----- TASK INPUTS -----

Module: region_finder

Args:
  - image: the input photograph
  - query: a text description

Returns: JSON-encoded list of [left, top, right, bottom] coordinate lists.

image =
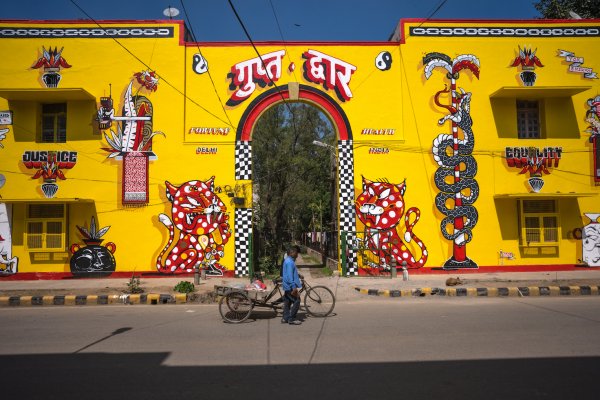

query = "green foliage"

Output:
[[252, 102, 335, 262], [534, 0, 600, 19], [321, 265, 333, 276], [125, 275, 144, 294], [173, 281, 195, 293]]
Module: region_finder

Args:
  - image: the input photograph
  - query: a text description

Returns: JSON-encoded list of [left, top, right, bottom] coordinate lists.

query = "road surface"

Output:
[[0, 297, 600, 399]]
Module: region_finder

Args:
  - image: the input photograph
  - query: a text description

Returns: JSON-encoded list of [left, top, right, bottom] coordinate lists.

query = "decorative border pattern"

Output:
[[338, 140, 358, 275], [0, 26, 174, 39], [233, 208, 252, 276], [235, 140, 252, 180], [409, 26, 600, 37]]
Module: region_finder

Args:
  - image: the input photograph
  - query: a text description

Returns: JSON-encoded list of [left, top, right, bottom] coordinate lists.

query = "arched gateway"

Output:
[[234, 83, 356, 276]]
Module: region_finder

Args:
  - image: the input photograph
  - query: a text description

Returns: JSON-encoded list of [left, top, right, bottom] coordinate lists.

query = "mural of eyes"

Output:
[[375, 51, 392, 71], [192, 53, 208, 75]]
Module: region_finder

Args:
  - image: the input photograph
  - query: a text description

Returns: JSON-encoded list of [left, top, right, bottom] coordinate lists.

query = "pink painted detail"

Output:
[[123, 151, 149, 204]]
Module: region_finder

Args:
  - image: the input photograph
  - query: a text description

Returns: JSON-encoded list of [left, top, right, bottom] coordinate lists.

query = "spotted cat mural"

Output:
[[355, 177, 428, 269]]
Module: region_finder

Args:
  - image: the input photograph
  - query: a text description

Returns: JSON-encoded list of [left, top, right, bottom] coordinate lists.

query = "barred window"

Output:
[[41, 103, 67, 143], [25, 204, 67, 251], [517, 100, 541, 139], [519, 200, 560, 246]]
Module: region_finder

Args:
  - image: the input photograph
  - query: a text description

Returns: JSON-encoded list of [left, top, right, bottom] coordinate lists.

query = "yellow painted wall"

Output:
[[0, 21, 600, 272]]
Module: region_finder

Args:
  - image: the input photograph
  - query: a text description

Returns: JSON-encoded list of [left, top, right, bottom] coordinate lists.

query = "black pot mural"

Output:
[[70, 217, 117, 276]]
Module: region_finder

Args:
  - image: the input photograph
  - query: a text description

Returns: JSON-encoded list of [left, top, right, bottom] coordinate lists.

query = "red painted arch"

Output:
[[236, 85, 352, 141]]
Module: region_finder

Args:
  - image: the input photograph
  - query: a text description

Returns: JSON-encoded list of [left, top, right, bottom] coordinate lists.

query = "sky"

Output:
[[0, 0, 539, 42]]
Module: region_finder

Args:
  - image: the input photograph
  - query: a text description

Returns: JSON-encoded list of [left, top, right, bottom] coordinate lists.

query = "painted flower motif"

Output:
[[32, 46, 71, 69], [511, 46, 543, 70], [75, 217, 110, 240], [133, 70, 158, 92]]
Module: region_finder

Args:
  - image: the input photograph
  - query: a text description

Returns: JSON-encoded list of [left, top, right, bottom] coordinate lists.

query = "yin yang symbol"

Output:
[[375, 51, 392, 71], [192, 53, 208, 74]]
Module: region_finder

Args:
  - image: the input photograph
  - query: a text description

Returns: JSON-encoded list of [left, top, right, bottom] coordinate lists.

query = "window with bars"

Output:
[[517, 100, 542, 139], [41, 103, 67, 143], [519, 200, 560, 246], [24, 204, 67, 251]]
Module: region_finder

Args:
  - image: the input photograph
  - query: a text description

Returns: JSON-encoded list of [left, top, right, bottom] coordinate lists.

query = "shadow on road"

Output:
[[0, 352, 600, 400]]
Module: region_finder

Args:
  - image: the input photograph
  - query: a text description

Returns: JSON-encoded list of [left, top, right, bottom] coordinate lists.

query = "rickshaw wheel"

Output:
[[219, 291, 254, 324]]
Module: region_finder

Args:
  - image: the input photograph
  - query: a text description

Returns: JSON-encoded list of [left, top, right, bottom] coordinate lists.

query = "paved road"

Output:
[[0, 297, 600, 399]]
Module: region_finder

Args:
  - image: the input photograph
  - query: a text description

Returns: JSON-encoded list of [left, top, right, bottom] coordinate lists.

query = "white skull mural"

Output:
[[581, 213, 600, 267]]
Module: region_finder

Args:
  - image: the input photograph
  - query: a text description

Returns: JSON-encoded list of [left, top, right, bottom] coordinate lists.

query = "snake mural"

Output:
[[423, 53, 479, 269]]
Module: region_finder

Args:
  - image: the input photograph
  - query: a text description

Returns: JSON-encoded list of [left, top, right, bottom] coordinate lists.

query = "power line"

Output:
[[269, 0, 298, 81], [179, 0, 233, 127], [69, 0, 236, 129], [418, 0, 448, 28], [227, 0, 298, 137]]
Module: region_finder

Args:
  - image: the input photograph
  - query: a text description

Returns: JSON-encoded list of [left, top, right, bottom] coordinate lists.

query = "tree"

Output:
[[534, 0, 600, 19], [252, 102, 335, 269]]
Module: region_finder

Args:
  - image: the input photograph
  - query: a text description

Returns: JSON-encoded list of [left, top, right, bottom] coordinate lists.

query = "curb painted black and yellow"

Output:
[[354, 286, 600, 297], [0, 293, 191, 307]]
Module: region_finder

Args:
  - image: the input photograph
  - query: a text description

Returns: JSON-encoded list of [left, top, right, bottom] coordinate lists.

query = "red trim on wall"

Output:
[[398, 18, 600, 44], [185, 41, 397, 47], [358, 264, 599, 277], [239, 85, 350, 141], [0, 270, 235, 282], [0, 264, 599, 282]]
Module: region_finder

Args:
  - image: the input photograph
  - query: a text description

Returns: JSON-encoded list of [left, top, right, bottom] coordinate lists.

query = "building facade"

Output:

-----

= SET EXERCISE =
Extract each line of the records above that contains the string "painted".

= ANSWER FOR THIS EXERCISE =
query = "pink painted detail"
query = "yellow painted wall"
query = "red painted arch"
query = "painted flower motif"
query = "curb painted black and yellow"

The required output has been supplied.